_What is being asked_
Using the material that follows, output exactly the lines from the one containing "of the outstretched" through the one containing "Target: blurred blue uniform", with both ends kept.

_Data listing_
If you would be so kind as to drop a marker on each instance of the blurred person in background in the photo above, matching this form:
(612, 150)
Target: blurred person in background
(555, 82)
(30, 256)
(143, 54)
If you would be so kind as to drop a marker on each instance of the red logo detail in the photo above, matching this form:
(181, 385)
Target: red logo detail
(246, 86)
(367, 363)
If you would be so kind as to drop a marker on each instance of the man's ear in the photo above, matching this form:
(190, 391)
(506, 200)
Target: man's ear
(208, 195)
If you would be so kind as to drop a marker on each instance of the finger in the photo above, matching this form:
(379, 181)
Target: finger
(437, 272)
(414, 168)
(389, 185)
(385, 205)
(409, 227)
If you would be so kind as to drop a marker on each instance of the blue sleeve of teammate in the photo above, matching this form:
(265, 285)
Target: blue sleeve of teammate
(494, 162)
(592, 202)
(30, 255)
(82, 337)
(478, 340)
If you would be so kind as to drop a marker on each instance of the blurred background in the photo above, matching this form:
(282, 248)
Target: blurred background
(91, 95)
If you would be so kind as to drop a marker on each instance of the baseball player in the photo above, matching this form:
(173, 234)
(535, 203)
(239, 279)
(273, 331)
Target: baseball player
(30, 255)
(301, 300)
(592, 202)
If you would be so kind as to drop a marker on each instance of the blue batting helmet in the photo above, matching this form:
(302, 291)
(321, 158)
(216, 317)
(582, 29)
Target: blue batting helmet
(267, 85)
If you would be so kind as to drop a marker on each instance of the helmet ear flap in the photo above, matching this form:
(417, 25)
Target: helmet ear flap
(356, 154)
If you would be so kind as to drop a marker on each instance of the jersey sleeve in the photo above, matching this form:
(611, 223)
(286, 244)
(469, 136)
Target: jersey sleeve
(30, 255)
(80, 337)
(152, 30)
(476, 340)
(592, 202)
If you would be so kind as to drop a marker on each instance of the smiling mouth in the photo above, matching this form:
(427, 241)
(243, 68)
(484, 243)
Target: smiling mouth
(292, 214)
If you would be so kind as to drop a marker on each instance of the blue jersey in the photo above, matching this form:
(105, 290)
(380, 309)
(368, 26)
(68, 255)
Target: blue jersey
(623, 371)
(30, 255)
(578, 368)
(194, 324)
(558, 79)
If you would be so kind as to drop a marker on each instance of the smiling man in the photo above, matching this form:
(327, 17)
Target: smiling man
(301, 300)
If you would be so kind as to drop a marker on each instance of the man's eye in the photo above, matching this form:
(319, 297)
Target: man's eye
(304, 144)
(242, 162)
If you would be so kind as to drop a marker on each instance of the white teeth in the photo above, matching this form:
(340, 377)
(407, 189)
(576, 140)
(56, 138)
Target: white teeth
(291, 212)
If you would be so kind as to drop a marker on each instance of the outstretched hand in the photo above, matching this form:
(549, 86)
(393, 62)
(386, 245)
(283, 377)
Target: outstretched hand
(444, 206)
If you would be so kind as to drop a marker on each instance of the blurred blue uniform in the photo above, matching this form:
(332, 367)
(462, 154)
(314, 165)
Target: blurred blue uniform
* * *
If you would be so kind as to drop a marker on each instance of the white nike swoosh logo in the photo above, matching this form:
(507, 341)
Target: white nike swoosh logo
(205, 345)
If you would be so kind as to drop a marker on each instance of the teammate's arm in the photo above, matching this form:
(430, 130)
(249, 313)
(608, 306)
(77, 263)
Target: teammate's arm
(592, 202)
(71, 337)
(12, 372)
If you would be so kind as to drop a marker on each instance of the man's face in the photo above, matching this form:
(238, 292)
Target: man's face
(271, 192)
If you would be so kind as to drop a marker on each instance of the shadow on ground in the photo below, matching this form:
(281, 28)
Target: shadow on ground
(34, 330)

_Your solution_
If you would be so kind as to drop a marker on each instance of the outstretched hand in the photo above, matching this form:
(549, 86)
(393, 62)
(386, 245)
(283, 377)
Target: outstretched hand
(444, 206)
If you would be so kind as to drop a marker on each instance of the blurred blue uniform in the photo above, matching this form:
(332, 367)
(462, 154)
(314, 165)
Target: blurred blue uniform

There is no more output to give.